Input
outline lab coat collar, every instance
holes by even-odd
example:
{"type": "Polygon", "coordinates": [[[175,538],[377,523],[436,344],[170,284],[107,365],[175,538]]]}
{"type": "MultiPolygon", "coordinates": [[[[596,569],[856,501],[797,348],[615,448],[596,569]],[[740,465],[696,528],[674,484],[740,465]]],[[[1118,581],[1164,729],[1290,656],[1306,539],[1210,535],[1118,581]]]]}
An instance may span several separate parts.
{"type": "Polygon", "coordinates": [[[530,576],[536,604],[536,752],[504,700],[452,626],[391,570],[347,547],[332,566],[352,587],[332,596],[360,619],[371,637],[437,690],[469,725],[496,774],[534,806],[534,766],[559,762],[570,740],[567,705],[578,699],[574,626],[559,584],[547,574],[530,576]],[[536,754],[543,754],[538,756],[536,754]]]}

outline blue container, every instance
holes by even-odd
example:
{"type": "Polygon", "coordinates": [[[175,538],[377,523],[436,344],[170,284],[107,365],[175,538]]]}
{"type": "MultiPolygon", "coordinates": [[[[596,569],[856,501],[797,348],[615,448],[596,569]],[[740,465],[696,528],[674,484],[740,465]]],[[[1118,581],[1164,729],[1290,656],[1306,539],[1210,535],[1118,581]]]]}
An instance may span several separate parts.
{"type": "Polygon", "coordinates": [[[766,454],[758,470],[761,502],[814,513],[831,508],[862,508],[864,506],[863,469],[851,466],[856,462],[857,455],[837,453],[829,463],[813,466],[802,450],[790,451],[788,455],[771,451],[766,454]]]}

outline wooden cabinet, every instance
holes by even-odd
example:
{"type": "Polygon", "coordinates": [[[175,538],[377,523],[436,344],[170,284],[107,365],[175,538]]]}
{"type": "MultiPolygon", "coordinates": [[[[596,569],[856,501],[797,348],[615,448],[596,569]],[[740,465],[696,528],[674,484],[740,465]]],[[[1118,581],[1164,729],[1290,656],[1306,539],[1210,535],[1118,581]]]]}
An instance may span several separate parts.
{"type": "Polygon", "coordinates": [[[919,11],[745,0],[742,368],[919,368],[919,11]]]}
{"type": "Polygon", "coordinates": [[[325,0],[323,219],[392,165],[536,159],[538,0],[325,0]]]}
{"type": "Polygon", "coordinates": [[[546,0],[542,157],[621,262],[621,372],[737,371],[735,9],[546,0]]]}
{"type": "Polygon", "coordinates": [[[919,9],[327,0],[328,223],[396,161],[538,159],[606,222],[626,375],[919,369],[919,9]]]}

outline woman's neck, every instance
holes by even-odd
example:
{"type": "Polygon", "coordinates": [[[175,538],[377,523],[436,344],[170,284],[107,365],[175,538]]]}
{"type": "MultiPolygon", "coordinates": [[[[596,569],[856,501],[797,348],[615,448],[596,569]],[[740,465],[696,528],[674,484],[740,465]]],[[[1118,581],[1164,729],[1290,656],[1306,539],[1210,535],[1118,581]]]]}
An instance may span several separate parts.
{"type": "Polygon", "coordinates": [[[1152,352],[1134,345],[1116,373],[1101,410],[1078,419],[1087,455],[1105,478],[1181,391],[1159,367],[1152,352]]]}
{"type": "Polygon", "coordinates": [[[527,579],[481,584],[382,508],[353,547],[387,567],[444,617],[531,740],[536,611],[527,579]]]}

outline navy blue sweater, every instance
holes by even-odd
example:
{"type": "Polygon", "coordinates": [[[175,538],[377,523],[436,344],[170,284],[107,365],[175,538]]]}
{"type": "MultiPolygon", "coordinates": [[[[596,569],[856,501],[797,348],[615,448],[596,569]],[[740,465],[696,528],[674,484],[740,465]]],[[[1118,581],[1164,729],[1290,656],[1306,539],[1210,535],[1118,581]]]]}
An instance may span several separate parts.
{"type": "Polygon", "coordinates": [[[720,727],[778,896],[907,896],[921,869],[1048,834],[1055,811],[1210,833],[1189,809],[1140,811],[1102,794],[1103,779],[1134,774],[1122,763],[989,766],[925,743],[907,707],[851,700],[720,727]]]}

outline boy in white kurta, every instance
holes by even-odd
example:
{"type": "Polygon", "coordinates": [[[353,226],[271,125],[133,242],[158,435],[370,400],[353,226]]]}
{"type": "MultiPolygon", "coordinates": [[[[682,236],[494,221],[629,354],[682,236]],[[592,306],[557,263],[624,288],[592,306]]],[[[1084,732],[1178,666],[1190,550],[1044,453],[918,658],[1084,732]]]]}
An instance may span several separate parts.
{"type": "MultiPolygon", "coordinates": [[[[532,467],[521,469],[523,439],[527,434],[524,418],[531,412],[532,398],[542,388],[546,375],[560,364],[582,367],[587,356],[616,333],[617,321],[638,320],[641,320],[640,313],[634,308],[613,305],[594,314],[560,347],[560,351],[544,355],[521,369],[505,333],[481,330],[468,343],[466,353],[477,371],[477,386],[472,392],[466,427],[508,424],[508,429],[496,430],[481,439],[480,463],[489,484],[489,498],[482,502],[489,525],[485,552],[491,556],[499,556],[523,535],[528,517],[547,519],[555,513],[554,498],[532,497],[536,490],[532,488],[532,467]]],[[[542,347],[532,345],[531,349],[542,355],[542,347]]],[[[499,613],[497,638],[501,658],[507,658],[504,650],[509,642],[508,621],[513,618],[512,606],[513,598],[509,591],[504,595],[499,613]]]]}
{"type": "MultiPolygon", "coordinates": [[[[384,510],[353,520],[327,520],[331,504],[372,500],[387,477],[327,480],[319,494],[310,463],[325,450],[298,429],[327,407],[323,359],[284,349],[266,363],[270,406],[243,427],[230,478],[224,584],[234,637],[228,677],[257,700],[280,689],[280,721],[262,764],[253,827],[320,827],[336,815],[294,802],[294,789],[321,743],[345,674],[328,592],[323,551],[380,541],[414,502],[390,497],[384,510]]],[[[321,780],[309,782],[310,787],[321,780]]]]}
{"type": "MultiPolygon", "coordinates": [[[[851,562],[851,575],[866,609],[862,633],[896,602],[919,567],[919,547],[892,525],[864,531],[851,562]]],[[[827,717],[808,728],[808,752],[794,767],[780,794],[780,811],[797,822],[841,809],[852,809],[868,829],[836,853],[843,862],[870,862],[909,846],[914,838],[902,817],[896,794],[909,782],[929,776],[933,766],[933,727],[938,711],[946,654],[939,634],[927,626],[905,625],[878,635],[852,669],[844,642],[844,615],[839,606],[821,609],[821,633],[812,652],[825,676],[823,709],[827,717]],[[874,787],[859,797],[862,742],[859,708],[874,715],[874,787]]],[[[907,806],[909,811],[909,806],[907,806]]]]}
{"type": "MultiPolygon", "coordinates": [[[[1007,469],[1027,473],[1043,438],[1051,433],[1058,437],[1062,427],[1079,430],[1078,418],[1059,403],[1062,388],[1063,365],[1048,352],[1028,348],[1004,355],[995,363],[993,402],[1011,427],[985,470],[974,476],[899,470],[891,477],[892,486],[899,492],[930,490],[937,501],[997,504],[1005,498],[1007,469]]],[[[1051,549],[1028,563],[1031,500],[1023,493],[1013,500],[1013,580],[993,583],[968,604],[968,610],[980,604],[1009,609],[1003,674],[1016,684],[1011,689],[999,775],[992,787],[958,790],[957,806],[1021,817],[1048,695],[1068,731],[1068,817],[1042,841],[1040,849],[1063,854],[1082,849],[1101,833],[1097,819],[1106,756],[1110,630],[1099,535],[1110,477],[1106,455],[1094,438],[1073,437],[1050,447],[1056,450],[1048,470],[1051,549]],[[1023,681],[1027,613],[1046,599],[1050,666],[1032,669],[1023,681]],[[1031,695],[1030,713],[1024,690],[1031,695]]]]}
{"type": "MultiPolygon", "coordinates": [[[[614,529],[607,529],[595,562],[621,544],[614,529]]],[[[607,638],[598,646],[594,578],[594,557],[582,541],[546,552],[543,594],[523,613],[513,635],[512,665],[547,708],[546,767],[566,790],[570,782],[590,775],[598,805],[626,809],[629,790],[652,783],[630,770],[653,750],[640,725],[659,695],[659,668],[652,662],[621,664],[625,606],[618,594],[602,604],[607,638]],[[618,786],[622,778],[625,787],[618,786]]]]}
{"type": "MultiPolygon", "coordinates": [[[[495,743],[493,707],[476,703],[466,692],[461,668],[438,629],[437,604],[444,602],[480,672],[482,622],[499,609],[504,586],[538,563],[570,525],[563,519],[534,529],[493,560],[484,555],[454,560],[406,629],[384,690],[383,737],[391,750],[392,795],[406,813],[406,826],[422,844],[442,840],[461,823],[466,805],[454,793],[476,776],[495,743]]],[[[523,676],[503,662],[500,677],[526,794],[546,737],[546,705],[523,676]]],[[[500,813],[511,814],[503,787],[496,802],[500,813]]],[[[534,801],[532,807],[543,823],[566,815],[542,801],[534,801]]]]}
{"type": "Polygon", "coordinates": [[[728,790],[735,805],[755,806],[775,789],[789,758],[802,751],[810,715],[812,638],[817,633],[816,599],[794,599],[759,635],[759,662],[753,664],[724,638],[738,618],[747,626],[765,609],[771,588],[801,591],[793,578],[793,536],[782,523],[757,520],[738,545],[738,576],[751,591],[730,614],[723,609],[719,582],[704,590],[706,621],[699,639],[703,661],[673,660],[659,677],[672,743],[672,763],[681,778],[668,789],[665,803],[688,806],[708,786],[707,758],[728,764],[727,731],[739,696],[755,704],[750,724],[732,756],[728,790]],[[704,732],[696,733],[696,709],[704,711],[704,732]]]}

...

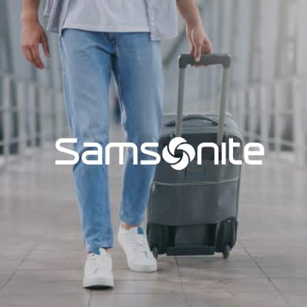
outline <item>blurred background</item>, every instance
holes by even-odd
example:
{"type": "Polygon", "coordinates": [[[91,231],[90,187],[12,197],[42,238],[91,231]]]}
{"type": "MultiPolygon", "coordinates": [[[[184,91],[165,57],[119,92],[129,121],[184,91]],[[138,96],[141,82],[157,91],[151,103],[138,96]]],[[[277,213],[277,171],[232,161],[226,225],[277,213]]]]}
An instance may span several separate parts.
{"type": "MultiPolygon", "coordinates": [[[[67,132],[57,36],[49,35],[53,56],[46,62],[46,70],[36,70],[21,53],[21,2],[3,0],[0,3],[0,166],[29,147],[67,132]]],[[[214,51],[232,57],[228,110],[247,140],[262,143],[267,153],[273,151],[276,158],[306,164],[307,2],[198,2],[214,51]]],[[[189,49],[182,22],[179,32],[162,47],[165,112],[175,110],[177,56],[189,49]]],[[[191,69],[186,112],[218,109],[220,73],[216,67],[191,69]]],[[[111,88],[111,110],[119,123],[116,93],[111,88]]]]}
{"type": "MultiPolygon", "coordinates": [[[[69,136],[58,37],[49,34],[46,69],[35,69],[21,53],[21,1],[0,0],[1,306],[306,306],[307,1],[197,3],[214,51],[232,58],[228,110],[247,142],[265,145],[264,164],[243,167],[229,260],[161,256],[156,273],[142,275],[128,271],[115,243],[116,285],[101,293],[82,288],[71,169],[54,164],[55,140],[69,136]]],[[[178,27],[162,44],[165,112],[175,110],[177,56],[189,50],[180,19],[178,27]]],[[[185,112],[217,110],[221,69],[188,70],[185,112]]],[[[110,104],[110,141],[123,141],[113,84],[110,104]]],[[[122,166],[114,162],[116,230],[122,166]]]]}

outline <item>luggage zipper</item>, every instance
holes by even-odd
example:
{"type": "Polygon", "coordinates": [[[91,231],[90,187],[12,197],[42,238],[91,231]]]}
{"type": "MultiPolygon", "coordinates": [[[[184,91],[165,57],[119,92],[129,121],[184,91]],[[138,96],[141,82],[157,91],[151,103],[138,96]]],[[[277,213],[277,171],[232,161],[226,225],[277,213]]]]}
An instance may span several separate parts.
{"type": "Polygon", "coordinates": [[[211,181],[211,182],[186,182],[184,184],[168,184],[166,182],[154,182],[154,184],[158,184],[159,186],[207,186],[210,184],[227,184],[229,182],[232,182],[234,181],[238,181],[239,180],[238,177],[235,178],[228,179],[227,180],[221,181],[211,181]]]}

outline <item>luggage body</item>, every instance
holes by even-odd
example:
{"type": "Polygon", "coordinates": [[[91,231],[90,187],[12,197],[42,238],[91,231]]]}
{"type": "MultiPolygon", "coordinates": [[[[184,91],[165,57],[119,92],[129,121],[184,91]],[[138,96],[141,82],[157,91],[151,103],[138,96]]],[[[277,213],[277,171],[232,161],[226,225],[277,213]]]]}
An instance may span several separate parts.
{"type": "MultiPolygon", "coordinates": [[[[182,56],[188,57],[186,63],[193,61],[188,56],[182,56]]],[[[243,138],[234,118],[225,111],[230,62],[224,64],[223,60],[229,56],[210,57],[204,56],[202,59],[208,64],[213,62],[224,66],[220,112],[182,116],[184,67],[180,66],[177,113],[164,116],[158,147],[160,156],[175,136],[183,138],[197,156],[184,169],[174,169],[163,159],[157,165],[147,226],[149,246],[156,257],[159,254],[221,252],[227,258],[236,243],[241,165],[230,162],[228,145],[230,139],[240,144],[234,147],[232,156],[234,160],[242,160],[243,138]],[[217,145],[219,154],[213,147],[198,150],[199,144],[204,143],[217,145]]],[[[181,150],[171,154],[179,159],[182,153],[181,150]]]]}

...

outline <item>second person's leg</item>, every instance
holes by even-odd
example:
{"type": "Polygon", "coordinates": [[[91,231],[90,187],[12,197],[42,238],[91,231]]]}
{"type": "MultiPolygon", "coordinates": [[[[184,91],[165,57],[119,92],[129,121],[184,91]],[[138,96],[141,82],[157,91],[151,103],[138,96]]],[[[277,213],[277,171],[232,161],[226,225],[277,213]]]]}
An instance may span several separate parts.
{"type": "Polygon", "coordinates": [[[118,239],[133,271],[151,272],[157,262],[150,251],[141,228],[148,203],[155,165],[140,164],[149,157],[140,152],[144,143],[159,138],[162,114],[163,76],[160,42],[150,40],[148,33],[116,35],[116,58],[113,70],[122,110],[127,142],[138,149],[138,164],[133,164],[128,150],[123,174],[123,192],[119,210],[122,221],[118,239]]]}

Exercise brief
Extract every line of the records that contains the word "luggage", matching case exactly.

Full output
outline <item>luggage zipper</item>, every instance
outline <item>luggage body</item>, every instance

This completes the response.